__AIM OF THE EXERCISE__. In the data below, find every line with the word "graduation" and copy it.

----------------

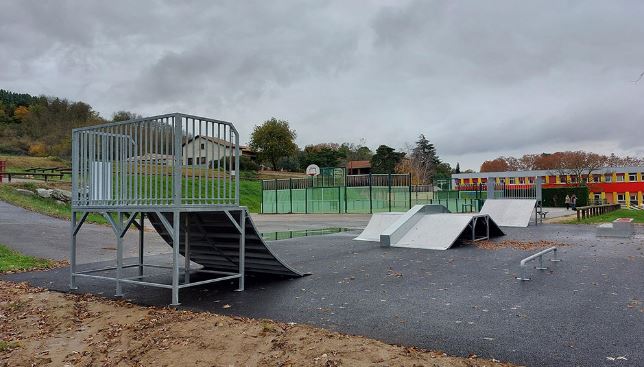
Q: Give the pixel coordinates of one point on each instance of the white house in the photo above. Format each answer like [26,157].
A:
[205,151]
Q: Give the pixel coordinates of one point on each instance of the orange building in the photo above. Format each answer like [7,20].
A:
[614,185]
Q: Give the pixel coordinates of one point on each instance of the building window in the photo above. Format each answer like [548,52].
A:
[598,199]
[621,198]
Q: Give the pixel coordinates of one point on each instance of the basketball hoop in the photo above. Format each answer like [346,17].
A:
[313,170]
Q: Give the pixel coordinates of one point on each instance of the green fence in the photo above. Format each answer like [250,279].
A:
[362,194]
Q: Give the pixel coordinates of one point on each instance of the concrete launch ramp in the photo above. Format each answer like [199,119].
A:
[377,224]
[428,227]
[214,243]
[442,231]
[510,212]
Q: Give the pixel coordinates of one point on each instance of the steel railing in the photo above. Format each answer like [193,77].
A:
[160,161]
[538,255]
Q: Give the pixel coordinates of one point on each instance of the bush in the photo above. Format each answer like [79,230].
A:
[37,149]
[555,197]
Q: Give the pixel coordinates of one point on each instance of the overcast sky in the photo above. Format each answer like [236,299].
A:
[479,78]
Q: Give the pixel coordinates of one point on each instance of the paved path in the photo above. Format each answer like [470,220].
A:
[43,236]
[463,300]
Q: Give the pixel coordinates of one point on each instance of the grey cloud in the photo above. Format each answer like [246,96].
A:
[480,79]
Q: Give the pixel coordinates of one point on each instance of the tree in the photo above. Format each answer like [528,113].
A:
[353,152]
[385,160]
[273,140]
[424,160]
[323,155]
[21,113]
[125,115]
[495,165]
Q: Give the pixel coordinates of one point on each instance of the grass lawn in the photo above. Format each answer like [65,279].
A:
[11,260]
[41,205]
[637,215]
[249,191]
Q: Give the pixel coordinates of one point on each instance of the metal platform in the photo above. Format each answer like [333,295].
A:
[213,242]
[181,171]
[510,212]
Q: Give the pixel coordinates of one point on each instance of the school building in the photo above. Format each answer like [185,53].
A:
[613,185]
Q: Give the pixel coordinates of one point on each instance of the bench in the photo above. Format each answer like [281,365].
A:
[9,175]
[620,227]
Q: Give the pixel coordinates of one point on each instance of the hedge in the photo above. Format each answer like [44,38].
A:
[560,195]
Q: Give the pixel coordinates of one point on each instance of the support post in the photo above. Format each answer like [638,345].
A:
[119,254]
[410,186]
[242,248]
[72,254]
[176,233]
[389,182]
[290,193]
[141,241]
[370,195]
[186,250]
[490,188]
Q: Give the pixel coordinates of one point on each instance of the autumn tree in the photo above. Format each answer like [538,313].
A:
[323,155]
[424,160]
[385,160]
[272,140]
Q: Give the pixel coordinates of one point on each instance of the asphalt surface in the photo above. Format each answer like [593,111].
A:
[582,312]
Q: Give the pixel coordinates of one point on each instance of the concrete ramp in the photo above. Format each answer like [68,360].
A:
[214,243]
[442,231]
[377,224]
[510,212]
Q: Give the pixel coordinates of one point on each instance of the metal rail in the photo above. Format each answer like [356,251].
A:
[538,255]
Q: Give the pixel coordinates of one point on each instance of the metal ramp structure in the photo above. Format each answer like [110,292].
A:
[510,212]
[429,226]
[213,242]
[181,172]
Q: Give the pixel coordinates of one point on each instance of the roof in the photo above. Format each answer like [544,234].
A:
[552,172]
[212,139]
[358,164]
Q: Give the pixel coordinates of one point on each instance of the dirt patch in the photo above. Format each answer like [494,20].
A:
[519,245]
[40,327]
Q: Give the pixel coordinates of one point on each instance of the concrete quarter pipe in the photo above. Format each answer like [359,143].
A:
[510,212]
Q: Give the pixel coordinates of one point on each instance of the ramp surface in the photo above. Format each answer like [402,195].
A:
[510,212]
[441,231]
[377,224]
[214,243]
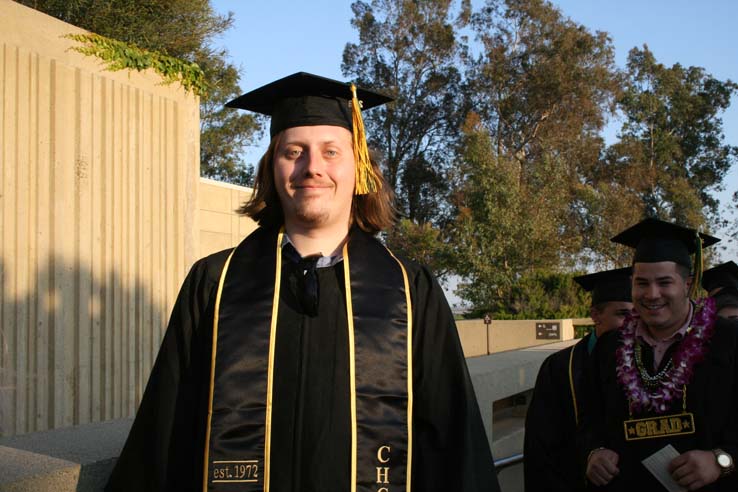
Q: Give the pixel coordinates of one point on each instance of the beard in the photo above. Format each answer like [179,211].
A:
[311,212]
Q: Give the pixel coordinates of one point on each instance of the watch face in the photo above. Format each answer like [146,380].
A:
[723,460]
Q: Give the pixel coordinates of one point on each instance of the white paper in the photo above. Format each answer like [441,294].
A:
[658,465]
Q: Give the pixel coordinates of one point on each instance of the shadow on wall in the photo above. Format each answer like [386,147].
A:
[76,346]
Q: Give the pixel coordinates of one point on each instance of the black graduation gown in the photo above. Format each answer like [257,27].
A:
[551,459]
[310,447]
[712,396]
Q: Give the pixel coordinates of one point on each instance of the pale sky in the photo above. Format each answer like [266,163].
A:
[274,38]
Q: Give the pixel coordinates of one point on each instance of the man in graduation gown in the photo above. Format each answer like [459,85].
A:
[551,459]
[721,283]
[666,382]
[310,358]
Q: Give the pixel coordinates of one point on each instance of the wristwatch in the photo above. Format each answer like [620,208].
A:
[725,461]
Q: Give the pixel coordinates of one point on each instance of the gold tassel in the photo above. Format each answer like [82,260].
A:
[698,265]
[366,179]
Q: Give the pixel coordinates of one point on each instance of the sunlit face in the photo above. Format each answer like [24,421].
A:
[661,296]
[730,312]
[314,176]
[610,315]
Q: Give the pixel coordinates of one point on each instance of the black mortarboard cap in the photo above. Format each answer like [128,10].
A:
[723,275]
[608,285]
[304,99]
[655,240]
[727,297]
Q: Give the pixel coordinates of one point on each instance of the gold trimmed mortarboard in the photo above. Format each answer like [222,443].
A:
[608,285]
[304,99]
[655,240]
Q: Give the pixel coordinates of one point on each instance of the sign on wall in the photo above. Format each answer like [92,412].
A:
[548,331]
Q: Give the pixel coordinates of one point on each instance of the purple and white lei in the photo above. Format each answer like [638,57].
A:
[690,352]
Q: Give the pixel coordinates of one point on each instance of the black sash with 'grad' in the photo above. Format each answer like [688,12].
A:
[237,447]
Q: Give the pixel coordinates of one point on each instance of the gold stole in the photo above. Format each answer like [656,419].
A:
[245,327]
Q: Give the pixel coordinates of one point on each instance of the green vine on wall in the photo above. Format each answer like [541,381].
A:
[119,56]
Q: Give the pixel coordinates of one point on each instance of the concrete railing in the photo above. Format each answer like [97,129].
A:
[80,458]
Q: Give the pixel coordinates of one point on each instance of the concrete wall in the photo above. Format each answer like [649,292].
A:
[98,193]
[80,459]
[220,226]
[502,335]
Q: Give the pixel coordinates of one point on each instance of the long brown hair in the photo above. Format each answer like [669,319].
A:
[373,212]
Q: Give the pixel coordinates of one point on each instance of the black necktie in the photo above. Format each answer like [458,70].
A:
[305,271]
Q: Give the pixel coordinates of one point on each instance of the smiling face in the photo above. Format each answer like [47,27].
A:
[314,176]
[661,296]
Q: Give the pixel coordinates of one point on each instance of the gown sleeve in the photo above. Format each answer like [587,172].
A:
[450,447]
[159,453]
[549,429]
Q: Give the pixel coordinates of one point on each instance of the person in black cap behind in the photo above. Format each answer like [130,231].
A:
[719,277]
[721,283]
[667,381]
[309,358]
[551,463]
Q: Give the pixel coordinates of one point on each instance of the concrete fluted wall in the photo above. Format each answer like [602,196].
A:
[98,222]
[220,226]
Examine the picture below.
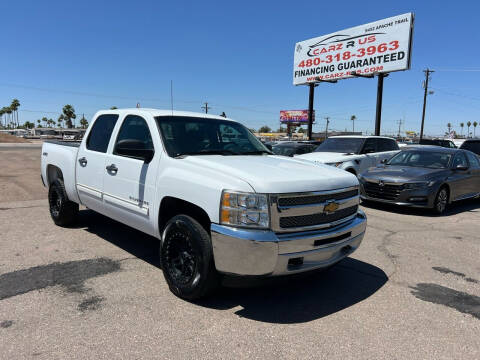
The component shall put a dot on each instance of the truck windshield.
(341, 145)
(184, 135)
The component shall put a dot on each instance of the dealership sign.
(382, 46)
(295, 116)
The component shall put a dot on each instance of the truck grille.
(311, 211)
(316, 219)
(386, 192)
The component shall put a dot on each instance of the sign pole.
(378, 115)
(310, 109)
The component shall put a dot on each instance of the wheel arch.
(171, 206)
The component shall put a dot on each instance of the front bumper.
(249, 252)
(420, 198)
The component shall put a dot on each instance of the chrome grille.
(315, 210)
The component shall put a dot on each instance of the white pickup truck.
(354, 154)
(210, 191)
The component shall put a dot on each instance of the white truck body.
(134, 191)
(361, 160)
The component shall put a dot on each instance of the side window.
(99, 136)
(459, 160)
(134, 134)
(473, 159)
(370, 146)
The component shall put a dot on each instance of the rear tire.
(63, 211)
(187, 259)
(441, 201)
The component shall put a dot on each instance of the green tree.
(14, 106)
(83, 122)
(69, 115)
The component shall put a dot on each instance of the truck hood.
(276, 174)
(327, 157)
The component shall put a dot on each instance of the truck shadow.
(286, 300)
(470, 205)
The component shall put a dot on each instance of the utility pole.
(399, 127)
(326, 126)
(206, 107)
(427, 76)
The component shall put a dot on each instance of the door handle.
(83, 161)
(112, 169)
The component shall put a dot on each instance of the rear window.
(99, 136)
(473, 146)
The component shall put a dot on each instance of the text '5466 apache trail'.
(381, 46)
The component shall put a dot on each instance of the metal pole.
(378, 115)
(427, 73)
(310, 109)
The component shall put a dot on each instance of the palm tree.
(68, 115)
(8, 110)
(14, 106)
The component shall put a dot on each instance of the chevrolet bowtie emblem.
(331, 207)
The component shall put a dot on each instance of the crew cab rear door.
(90, 166)
(129, 179)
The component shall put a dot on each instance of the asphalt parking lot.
(412, 290)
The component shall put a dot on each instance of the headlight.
(418, 185)
(244, 209)
(337, 164)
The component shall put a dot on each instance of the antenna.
(171, 94)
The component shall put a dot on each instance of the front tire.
(63, 211)
(187, 258)
(441, 201)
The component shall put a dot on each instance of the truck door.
(129, 179)
(91, 162)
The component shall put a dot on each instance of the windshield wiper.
(207, 152)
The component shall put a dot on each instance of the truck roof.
(361, 137)
(159, 112)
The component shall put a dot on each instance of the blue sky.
(238, 56)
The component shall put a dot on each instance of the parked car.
(291, 148)
(354, 154)
(438, 142)
(427, 177)
(219, 204)
(472, 145)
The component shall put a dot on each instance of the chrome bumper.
(263, 252)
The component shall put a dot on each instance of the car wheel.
(441, 201)
(63, 211)
(187, 258)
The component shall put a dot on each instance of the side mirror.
(134, 149)
(461, 167)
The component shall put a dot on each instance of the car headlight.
(337, 164)
(418, 185)
(244, 209)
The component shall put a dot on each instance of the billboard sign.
(295, 116)
(381, 46)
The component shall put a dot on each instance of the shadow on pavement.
(290, 299)
(471, 205)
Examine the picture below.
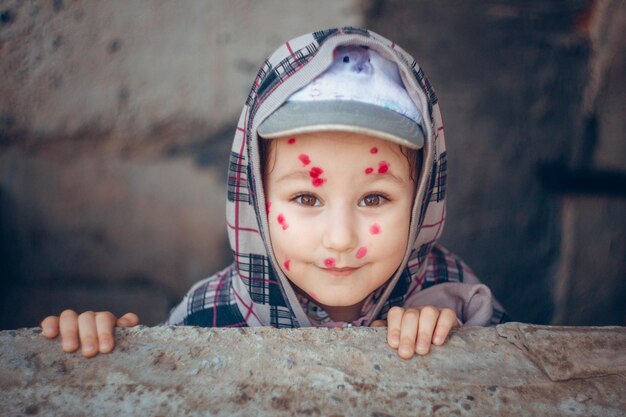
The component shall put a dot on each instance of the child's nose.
(339, 231)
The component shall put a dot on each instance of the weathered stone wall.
(532, 95)
(116, 118)
(115, 126)
(509, 370)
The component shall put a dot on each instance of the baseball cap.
(360, 92)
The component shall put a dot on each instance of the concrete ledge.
(512, 369)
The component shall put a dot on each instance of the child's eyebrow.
(374, 178)
(296, 175)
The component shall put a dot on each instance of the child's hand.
(93, 332)
(411, 330)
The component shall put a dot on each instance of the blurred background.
(116, 119)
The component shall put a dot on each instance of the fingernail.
(68, 342)
(405, 350)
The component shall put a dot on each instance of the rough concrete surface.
(512, 369)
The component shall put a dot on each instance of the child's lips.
(343, 271)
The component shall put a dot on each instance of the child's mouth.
(341, 271)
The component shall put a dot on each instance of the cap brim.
(298, 117)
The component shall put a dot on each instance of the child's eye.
(307, 200)
(373, 200)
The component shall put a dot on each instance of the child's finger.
(408, 333)
(128, 320)
(394, 320)
(447, 320)
(68, 326)
(428, 320)
(50, 327)
(105, 322)
(88, 334)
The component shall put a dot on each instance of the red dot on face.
(317, 182)
(304, 158)
(315, 172)
(282, 221)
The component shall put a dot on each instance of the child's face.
(339, 209)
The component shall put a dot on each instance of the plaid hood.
(253, 291)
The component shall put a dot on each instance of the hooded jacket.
(253, 291)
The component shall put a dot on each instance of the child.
(336, 196)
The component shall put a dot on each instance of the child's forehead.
(330, 141)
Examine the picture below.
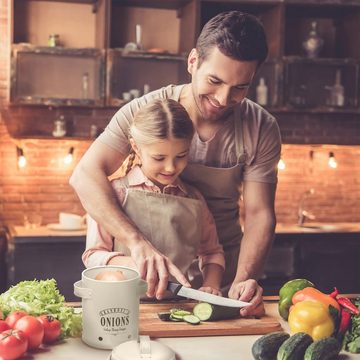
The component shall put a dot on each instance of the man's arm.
(91, 183)
(258, 235)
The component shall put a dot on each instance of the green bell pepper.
(286, 293)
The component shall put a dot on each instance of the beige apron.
(220, 187)
(169, 222)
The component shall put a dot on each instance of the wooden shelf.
(156, 4)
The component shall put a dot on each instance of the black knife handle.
(174, 287)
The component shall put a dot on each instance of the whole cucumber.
(323, 349)
(267, 346)
(294, 348)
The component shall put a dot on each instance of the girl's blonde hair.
(159, 120)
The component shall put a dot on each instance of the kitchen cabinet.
(57, 76)
(167, 31)
(43, 254)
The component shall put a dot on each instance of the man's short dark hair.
(237, 35)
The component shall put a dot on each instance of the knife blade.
(178, 289)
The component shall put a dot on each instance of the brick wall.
(43, 185)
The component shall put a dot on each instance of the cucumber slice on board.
(210, 312)
(191, 319)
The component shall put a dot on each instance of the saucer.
(60, 227)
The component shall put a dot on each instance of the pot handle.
(142, 287)
(84, 293)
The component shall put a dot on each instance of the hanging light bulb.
(332, 161)
(281, 164)
(69, 157)
(21, 157)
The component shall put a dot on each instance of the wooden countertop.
(315, 227)
(188, 348)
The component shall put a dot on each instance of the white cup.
(71, 221)
(127, 96)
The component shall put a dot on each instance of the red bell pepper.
(347, 304)
(335, 293)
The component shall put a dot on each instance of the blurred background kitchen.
(67, 66)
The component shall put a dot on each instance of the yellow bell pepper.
(313, 318)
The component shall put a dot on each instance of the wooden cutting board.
(151, 325)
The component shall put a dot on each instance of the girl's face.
(163, 161)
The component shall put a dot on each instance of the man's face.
(219, 83)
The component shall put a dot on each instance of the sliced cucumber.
(164, 316)
(203, 311)
(191, 319)
(179, 312)
(176, 318)
(210, 312)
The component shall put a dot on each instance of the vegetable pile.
(351, 340)
(38, 298)
(319, 323)
(34, 313)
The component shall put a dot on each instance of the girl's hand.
(249, 291)
(211, 290)
(155, 268)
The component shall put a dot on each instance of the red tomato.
(13, 344)
(33, 329)
(3, 326)
(52, 328)
(12, 318)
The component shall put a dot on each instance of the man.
(236, 142)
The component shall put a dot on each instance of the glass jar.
(53, 40)
(59, 127)
(314, 43)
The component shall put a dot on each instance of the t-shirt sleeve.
(262, 167)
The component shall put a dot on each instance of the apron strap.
(239, 135)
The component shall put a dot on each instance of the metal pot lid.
(144, 349)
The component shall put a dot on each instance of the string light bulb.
(69, 157)
(21, 157)
(332, 161)
(281, 164)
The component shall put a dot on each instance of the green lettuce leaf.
(42, 297)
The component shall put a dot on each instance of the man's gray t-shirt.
(261, 137)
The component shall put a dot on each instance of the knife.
(178, 289)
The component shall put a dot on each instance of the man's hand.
(248, 291)
(155, 268)
(211, 290)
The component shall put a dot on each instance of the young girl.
(172, 215)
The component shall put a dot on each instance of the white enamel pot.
(110, 308)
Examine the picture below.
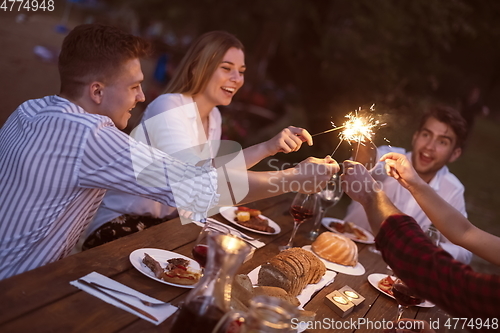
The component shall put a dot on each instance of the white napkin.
(160, 312)
(255, 243)
(308, 291)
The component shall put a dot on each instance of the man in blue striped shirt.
(59, 154)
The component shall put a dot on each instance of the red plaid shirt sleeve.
(433, 274)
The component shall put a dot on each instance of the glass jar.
(269, 314)
(209, 300)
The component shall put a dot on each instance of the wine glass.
(302, 208)
(433, 234)
(200, 248)
(328, 197)
(404, 296)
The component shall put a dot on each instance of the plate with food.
(356, 270)
(250, 219)
(384, 282)
(166, 267)
(348, 229)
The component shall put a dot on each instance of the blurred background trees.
(326, 58)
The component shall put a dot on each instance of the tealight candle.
(352, 295)
(338, 303)
(340, 299)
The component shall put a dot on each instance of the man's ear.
(96, 92)
(414, 138)
(455, 154)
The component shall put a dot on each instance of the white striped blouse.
(56, 163)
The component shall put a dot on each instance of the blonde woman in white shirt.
(181, 122)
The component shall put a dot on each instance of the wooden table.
(42, 300)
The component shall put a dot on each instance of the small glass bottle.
(269, 315)
(209, 300)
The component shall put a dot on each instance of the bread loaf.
(292, 270)
(336, 248)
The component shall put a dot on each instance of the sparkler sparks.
(359, 127)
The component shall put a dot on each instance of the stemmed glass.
(404, 296)
(433, 234)
(200, 248)
(302, 208)
(328, 197)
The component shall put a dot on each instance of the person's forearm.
(260, 185)
(454, 226)
(450, 222)
(378, 209)
(254, 154)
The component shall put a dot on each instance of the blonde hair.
(201, 61)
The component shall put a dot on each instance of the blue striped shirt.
(56, 163)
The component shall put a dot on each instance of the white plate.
(229, 214)
(375, 278)
(161, 256)
(348, 270)
(326, 223)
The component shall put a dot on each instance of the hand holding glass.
(302, 208)
(328, 197)
(433, 234)
(404, 296)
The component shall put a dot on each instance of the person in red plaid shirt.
(428, 270)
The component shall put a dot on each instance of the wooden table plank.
(43, 299)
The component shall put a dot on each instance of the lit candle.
(351, 294)
(340, 299)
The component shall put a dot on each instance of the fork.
(147, 303)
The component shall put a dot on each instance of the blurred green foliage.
(339, 54)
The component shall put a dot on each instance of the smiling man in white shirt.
(438, 141)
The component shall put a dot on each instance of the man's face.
(433, 147)
(120, 95)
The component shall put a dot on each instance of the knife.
(141, 311)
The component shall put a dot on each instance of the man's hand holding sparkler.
(358, 184)
(288, 140)
(400, 168)
(312, 174)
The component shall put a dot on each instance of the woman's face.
(227, 78)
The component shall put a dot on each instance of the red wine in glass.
(300, 214)
(404, 295)
(200, 254)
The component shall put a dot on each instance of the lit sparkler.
(359, 127)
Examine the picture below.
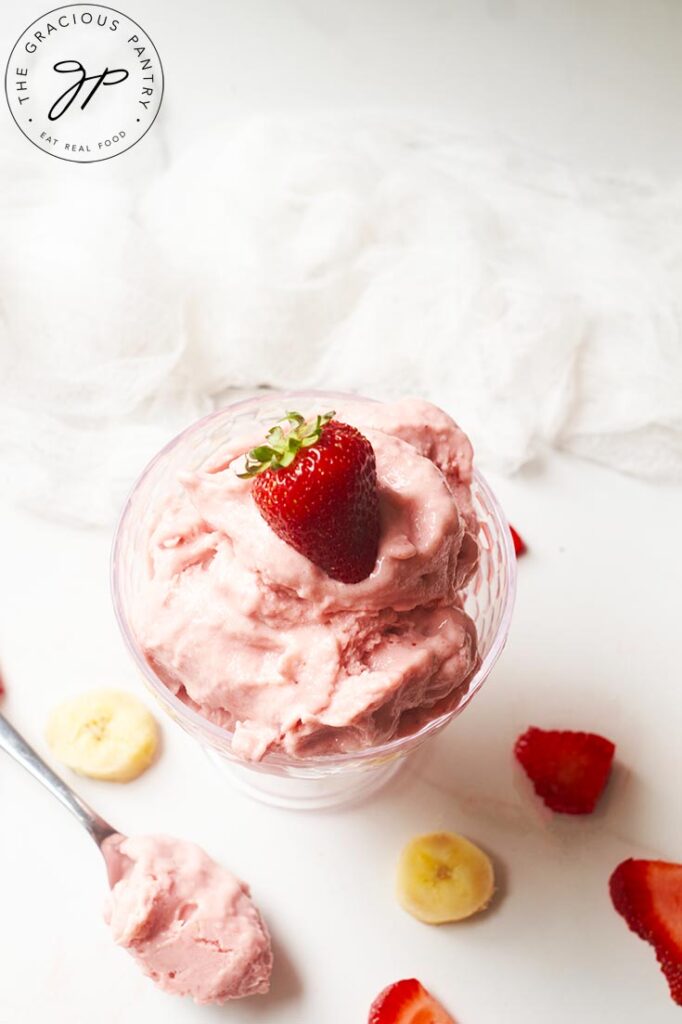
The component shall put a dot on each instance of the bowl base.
(307, 793)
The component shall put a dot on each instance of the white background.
(594, 640)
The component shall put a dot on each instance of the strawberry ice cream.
(188, 923)
(258, 639)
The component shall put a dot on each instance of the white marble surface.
(593, 645)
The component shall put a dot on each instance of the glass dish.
(282, 779)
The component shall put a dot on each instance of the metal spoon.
(107, 838)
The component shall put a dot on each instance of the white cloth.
(387, 256)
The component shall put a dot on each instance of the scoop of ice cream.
(260, 640)
(188, 923)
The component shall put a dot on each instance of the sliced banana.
(442, 877)
(107, 734)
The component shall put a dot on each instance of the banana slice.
(442, 877)
(105, 734)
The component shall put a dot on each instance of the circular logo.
(84, 82)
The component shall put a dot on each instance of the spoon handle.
(17, 748)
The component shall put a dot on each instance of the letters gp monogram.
(84, 82)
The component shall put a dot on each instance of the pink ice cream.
(188, 923)
(260, 640)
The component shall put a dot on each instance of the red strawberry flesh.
(407, 1003)
(648, 895)
(519, 544)
(568, 770)
(325, 502)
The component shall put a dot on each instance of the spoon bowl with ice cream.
(189, 924)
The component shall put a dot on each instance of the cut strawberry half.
(648, 895)
(568, 770)
(407, 1003)
(519, 544)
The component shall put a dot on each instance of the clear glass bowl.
(279, 778)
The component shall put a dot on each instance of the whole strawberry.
(315, 485)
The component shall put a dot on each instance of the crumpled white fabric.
(388, 256)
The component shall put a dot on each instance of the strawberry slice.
(315, 485)
(407, 1003)
(648, 895)
(519, 544)
(568, 770)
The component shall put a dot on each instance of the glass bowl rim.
(218, 735)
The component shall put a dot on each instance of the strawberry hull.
(260, 640)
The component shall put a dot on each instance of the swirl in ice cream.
(261, 641)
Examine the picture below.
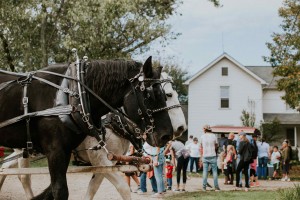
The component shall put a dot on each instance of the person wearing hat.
(263, 158)
(194, 149)
(209, 144)
(169, 173)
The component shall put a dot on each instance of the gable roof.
(225, 55)
(266, 73)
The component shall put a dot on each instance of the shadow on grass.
(212, 195)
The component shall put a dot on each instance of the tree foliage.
(34, 33)
(179, 76)
(248, 119)
(285, 52)
(272, 131)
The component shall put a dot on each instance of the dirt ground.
(12, 188)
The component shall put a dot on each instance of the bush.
(289, 194)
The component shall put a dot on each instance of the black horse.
(133, 85)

----------------

__FINAL ANSWER__.
Q: Give the pixel coordinates of one point on each instance of the black graduation gown in the photo above. Format each answer like [257,27].
Q: Give the pixel coordinates of one point on each instance of the man in graduation gown in the photo above. Format each answer like [459,85].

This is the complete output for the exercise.